* **Source extract**:
★ ★ ★ ★
Data Governance and GDPR with Apache Kafka

Data Governance conformance with Data in Motion
photo of Antonios Chalkiopoulos
Antonios Chalkiopoulos

Last December we announced our commitment to provide the necessary capabilities for data streaming systems, that will enable data-driven businesses to achieve compliance with GDPR prior to the regulation’s effective date (May 25, 2018), and this post explains how Lenses delivers by providing Data Governance capabilities and GDPR compliance by design.

The immutable nature of modern high-performance distributed systems, provides a lot of competitive advantages to various industries that are interested in fast loading streams of events and apply low latency queries and scalable processing for data in motion. Regulations such as the GDPR and Data Governance challenges, are making it non trivial to build compliant applications on such systems, as these become critical paths of the architecture.

Lenses supports and accelerates GDPR compliance

Many companies are looking to make GDPR compliance easier and faster for their streaming data architectures. With our team bringing heavy industry experience in the financial industry, high frequency trading and top tier investment banking, where regulations are treated as a first class citizen, we built Lenses to provide Data Governance by design.

Lenses is a streaming management platform for data discovery and management / operation of real-time pipelines that enable data movement across systems and processes. At the same time provides a default and secure gateway to safely share data in motion among users or applications. Lenses embraces Apache Kafka and Kubernetes, and provides a number of open source components to achieve so.
★ ★ ★ ★
* **Supplied material**:
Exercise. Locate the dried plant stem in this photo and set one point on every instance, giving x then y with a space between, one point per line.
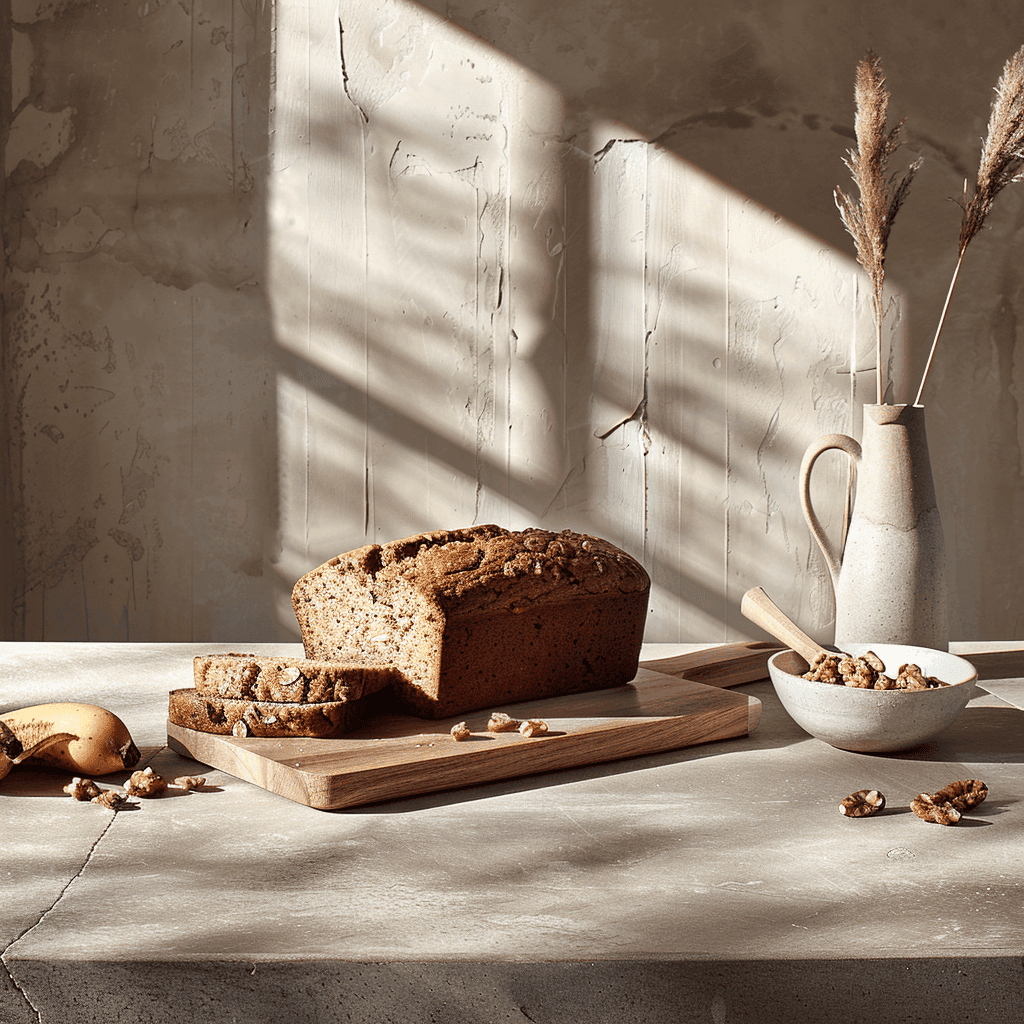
★ ★ ★ ★
* **Challenge A**:
Decide whether each statement below agrees with the Lenses GDPR post. Answer yes or no, and quote the words of the post that settle it. (i) The post gives May 25, 2018 as the GDPR's effective date. (ii) The commitment to GDPR capabilities was announced last March. (iii) Lenses includes no open source components.
* **Challenge B**:
Answer these questions from the Lenses GDPR post, one answer per line, marked to match:
(i) In which three areas does the team have industry experience?
(ii) Which two technologies does Lenses embrace?
(iii) According to the post, how are regulations treated in those industries?
* **Challenge C**:
Carry on the Lenses GDPR post from its final sentence, in the same voice.

* **Right answer A**:
(i) Yes: "prior to the regulation’s effective date (May 25, 2018)"
(ii) No: "Last December we announced our commitment"
(iii) No: "provides a number of open source components to achieve so"

* **Right answer B**:
(i) The financial industry, high frequency trading and top tier investment banking
(ii) Apache Kafka and Kubernetes
(iii) As a first class citizen

* **Right answer C**:
Data Governance Primer, Data in-flight control

Lenses, with its Lenses SQL streaming engine already adopted by many industry-leading organisations, is well placed to support data protection compliance and help companies meet evolving data governance demands.

If we take a step back from GDPR, modern data operations that include streaming components like Kafka, should ensure data availability, integrity and security, while protecting and governing usage of Personal Identifiable Information (PII). What customer information do I have? How we receive this data? Who has access or looked to the data? How to report this information? .. and the list goes on!

Fine grained security

By treating security as a first class citizen for all User Access Rights & processes, Lenses ensures exactly who should be allowed to use the data and enforces the access rights across all data in motion. Authentication and Authorisation is supported by either basic Role Based Access or LDAP and Active Directory (or Kerberos / TLS certificates). Effective access control is enhanced via black list and/or white list permissions assigned to User Groups or individual users, for particular data sets. In addition to that Access Control Lists and Quotas make large multi-tenant environments safe and secure. Using Lenses you can now govern your data-in motion, while controlling finely who has access (read or write level) and how data is used.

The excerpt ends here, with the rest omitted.